___ EXERCISE INPUTS

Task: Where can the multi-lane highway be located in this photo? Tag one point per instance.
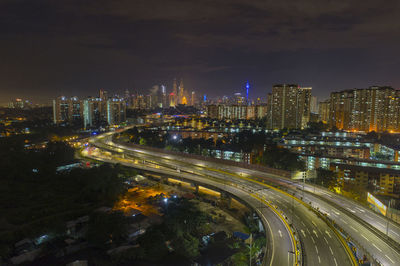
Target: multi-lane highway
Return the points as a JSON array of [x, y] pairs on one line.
[[354, 218], [320, 244], [280, 244]]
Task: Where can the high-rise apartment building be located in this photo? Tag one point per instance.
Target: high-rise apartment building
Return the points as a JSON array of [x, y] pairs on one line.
[[116, 111], [67, 109], [234, 111], [289, 106], [372, 109], [314, 105], [93, 114], [181, 93], [323, 111]]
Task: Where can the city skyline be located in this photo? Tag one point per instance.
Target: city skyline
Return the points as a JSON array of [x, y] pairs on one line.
[[80, 47]]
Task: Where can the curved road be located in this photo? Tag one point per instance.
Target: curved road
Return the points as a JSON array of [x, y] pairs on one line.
[[320, 244]]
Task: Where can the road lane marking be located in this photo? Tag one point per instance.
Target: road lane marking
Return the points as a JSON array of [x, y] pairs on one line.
[[377, 247], [394, 232], [313, 223], [365, 237], [328, 234], [381, 224], [354, 228], [389, 258]]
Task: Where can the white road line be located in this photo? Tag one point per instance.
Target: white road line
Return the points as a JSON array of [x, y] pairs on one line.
[[328, 234], [377, 247], [365, 237], [394, 232], [389, 258], [354, 228], [313, 223], [381, 224]]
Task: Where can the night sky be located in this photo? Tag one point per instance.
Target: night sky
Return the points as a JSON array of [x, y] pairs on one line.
[[75, 47]]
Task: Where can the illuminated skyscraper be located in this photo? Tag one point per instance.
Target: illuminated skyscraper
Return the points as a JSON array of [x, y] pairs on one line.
[[116, 111], [174, 93], [164, 98], [193, 99], [67, 109], [289, 106], [247, 91], [181, 92]]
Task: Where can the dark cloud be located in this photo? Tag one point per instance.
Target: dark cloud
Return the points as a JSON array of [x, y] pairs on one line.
[[50, 47]]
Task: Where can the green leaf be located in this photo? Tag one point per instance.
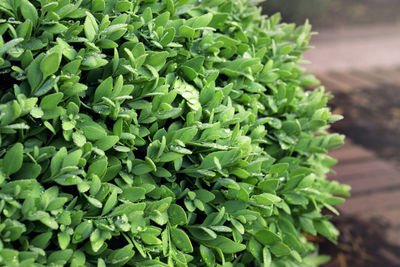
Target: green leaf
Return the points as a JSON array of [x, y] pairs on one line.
[[207, 255], [133, 194], [107, 142], [12, 161], [121, 256], [90, 27], [50, 64], [267, 237], [280, 250], [110, 203], [267, 199], [177, 215], [60, 257], [28, 11], [51, 101], [82, 231], [63, 240], [226, 245], [104, 90]]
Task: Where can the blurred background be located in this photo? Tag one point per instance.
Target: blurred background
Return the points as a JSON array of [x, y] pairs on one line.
[[356, 56]]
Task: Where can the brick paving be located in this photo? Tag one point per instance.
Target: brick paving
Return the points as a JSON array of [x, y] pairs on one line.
[[375, 187], [375, 183]]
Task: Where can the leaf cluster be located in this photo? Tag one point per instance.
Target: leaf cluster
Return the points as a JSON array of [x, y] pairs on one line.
[[159, 133]]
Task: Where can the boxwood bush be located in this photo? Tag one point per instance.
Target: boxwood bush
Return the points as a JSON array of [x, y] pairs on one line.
[[160, 133]]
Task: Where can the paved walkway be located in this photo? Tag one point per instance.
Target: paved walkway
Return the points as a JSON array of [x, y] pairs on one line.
[[375, 187], [355, 48], [359, 58]]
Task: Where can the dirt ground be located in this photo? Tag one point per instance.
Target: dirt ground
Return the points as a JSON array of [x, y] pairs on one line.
[[372, 119], [343, 13], [338, 13], [360, 244]]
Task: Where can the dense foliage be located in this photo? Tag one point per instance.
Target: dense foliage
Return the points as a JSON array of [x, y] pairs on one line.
[[159, 133]]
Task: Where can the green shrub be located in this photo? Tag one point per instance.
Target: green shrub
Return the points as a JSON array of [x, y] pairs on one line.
[[159, 133]]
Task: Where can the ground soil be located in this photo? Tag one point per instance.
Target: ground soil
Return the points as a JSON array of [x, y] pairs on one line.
[[371, 119], [360, 244], [344, 13]]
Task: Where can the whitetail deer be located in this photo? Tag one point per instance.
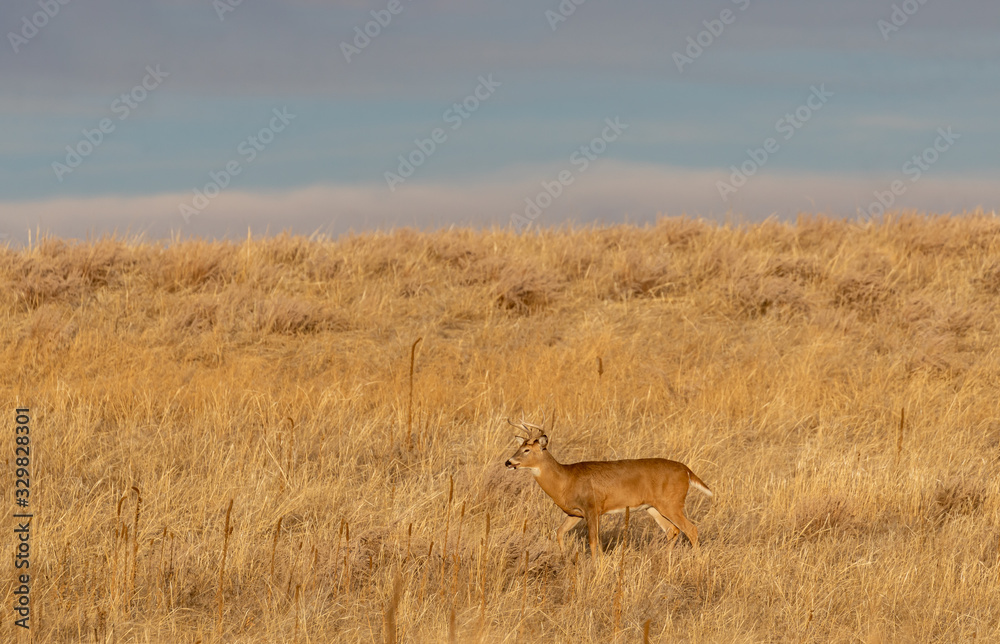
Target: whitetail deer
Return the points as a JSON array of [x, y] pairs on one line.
[[589, 489]]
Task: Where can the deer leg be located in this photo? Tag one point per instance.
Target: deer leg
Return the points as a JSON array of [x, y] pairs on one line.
[[673, 534], [675, 513], [564, 528], [594, 532]]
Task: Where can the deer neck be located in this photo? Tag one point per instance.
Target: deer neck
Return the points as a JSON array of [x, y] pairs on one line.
[[551, 476]]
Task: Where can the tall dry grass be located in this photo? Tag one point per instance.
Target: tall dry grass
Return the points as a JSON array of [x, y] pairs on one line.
[[775, 359]]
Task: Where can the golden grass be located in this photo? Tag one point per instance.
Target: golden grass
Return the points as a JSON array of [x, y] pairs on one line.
[[774, 359]]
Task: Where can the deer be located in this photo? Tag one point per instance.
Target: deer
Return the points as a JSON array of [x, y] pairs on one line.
[[589, 489]]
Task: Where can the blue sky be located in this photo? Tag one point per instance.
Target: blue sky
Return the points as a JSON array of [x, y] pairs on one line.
[[891, 88]]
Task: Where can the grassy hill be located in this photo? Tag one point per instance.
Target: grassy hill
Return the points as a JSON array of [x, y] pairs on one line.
[[834, 382]]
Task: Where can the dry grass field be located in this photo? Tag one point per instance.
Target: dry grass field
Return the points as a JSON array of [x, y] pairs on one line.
[[179, 388]]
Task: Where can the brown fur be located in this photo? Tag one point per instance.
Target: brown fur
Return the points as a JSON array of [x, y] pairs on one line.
[[591, 488]]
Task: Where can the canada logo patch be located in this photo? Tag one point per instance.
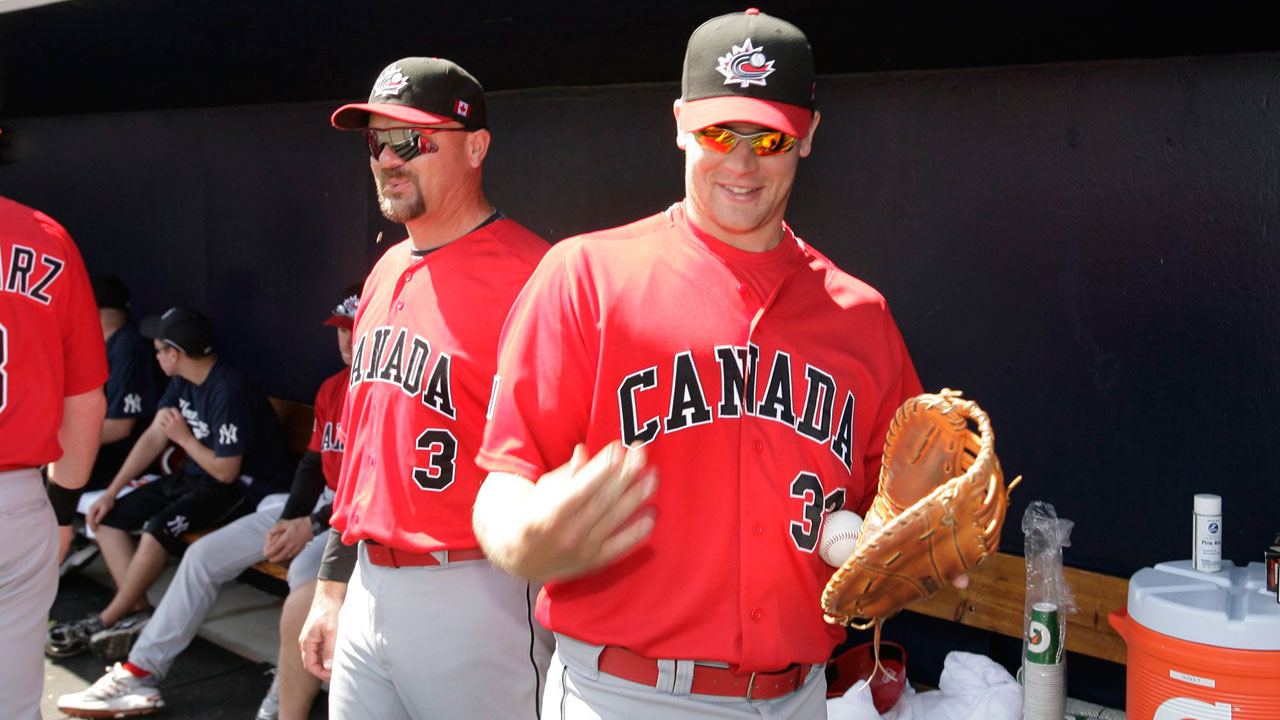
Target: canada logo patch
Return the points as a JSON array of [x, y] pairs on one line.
[[745, 65], [391, 82]]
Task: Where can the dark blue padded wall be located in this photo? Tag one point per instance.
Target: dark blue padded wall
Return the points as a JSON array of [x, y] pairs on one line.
[[1084, 249]]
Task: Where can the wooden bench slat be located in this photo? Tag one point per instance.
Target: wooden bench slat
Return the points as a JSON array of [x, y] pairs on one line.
[[993, 601], [297, 420]]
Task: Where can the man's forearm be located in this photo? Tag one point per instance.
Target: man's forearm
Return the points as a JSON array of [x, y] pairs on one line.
[[222, 469], [114, 429], [78, 436], [146, 450]]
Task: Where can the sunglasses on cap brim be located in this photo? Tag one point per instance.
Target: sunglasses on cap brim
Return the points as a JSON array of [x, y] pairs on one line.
[[405, 142], [763, 144]]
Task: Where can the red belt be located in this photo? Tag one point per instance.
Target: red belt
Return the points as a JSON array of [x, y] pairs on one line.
[[392, 557], [621, 662]]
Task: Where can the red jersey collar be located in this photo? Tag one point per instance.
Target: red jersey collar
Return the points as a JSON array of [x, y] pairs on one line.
[[787, 251]]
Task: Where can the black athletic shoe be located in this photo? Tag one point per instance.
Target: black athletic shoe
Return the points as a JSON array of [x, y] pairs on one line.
[[72, 638], [115, 642]]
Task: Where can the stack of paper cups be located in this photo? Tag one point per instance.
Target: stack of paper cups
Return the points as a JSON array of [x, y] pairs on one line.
[[1043, 669]]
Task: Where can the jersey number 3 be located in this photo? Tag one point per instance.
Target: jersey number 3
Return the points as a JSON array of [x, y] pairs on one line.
[[4, 376], [442, 451], [808, 488]]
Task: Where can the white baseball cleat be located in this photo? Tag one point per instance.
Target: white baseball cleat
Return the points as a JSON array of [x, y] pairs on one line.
[[119, 693]]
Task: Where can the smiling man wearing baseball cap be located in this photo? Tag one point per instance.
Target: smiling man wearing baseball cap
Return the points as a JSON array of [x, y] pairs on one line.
[[428, 628], [752, 396]]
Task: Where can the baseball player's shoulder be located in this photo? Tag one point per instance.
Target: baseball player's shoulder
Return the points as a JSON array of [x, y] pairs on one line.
[[844, 288], [515, 238], [31, 224], [334, 382], [629, 241], [393, 259]]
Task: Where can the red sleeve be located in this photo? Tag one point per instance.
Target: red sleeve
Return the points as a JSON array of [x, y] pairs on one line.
[[318, 419], [545, 369], [83, 349], [906, 387]]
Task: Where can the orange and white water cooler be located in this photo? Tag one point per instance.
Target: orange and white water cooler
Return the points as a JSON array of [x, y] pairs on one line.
[[1202, 646]]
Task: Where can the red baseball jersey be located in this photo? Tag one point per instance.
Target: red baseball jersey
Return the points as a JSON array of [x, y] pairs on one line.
[[328, 424], [50, 337], [423, 364], [762, 387]]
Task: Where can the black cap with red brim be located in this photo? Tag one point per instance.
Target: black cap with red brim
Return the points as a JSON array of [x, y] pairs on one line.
[[419, 91], [748, 68]]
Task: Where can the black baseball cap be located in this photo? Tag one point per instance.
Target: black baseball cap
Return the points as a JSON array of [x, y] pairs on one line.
[[184, 328], [110, 291], [420, 91], [748, 68], [343, 314]]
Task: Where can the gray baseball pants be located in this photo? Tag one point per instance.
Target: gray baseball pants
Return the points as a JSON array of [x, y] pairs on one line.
[[209, 564], [576, 689], [28, 582], [442, 642]]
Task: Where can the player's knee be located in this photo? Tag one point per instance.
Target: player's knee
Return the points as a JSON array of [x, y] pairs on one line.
[[165, 532]]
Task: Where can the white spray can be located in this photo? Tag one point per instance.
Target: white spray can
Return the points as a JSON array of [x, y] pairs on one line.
[[1207, 533]]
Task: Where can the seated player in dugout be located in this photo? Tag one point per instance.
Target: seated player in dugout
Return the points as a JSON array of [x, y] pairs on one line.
[[295, 536], [131, 396], [234, 458]]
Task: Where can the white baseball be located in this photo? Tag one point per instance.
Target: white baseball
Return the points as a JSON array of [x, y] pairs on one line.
[[839, 537]]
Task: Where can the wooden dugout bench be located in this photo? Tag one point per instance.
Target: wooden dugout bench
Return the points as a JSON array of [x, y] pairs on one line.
[[993, 601], [296, 423]]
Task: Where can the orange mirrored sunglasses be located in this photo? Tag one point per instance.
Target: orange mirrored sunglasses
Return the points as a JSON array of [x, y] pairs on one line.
[[763, 144]]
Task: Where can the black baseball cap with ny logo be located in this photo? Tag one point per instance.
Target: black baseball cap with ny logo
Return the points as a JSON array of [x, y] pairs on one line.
[[420, 91], [184, 328], [748, 68]]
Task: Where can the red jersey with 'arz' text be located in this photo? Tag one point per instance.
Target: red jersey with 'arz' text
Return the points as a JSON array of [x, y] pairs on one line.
[[50, 337]]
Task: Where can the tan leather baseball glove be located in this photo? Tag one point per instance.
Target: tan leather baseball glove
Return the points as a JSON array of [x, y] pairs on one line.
[[937, 511]]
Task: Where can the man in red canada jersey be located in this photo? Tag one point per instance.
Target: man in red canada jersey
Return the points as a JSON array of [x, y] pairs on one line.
[[53, 364], [730, 384], [428, 628]]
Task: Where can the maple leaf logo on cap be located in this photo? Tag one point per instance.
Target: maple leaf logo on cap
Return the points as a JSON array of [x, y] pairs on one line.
[[745, 64], [391, 82]]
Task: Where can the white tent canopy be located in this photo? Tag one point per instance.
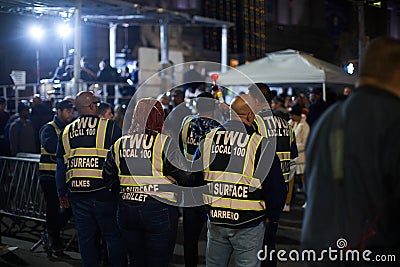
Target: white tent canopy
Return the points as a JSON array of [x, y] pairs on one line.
[[287, 67]]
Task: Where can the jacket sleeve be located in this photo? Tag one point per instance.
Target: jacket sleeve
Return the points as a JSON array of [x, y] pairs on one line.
[[61, 169], [48, 138]]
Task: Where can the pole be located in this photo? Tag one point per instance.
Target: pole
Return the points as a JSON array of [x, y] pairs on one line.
[[113, 42]]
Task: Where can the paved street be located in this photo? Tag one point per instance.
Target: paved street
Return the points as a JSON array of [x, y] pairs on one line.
[[288, 239]]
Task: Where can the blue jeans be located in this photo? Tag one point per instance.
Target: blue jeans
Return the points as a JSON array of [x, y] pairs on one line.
[[90, 213], [243, 243], [149, 231]]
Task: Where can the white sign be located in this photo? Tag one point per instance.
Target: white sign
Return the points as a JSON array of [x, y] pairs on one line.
[[19, 79]]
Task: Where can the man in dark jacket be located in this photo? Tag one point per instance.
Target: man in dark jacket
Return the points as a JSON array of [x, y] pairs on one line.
[[245, 186]]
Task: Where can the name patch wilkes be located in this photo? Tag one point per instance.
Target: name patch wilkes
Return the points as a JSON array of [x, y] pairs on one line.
[[84, 126], [137, 146], [276, 126], [226, 139]]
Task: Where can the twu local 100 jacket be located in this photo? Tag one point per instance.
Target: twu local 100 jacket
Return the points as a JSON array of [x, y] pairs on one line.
[[81, 152]]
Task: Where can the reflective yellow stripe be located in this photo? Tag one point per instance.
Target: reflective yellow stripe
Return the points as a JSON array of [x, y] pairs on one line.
[[101, 133], [208, 141], [86, 173], [157, 162], [236, 204], [262, 128], [47, 166], [129, 180], [248, 168], [65, 141], [185, 130], [230, 177], [88, 152]]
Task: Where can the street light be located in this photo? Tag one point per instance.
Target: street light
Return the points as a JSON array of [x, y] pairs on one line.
[[37, 33], [64, 31]]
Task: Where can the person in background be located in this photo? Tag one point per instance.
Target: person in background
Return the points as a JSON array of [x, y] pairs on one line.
[[278, 106], [4, 117], [81, 150], [165, 102], [317, 107], [56, 219], [108, 74], [22, 134], [236, 222], [195, 127], [41, 113], [347, 91], [88, 72], [275, 128], [353, 167], [104, 111], [301, 129]]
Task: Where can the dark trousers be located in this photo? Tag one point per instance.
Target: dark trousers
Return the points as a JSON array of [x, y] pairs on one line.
[[149, 231], [56, 217], [193, 221], [90, 213]]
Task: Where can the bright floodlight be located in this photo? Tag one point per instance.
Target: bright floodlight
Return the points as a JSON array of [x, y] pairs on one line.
[[36, 32], [64, 30]]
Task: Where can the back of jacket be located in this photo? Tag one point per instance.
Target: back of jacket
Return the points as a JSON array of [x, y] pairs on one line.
[[85, 143]]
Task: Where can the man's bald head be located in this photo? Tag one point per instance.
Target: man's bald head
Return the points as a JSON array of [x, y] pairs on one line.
[[241, 108], [86, 103]]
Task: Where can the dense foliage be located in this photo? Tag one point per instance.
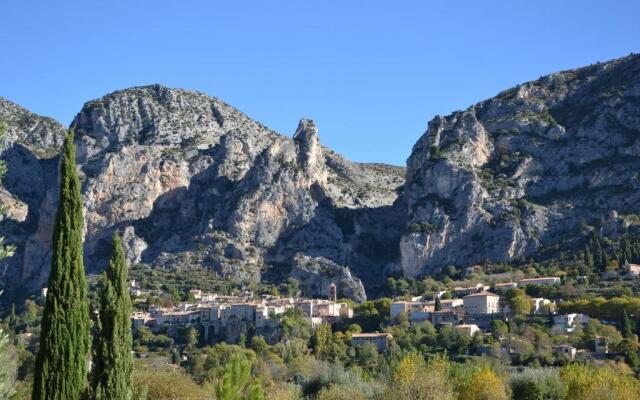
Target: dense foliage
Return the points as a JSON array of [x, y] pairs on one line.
[[61, 364], [113, 362]]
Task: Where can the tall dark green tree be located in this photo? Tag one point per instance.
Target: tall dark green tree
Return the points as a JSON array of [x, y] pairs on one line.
[[61, 364], [113, 362], [625, 325]]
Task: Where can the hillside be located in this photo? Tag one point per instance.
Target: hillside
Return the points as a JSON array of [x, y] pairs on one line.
[[193, 182]]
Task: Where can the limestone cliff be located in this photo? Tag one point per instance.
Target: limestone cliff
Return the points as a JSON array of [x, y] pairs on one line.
[[520, 172], [189, 180]]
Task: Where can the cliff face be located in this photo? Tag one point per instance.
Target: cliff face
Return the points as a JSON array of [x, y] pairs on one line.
[[523, 170], [191, 181]]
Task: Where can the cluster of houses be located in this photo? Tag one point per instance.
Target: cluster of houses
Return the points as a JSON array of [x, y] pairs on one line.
[[468, 306], [212, 313], [471, 309]]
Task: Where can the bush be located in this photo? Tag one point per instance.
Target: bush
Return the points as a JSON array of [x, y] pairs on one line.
[[151, 384], [537, 384]]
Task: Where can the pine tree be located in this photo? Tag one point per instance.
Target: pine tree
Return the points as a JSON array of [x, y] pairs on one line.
[[61, 364], [113, 363]]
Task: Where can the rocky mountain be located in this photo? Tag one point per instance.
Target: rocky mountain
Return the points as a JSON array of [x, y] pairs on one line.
[[191, 181], [526, 170]]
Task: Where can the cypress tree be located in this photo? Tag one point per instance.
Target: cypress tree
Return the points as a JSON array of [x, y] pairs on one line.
[[625, 325], [61, 363], [113, 362]]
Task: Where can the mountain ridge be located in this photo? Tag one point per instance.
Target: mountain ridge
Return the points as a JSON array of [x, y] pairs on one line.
[[190, 180]]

______

Reproduce everything from the first of the rows above down through the line containing "93], [323, 111]]", including both ends, and omit the pictures from your answer.

Task: Where can the multi-lane highway be located in this photo? Tag one point per instance.
Target: multi-lane highway
Return the points as a JSON array of [x, y] pairs on one line.
[[354, 218], [320, 244], [280, 244]]
Task: Where can the high-rise apartment building be located in this photo? Tag one point per instance.
Target: high-rise apartment building
Return the points as a JSON array of [x, y] pairs on one line.
[[116, 111], [67, 109], [234, 111], [289, 106], [372, 109], [314, 105], [93, 114], [181, 93], [323, 111]]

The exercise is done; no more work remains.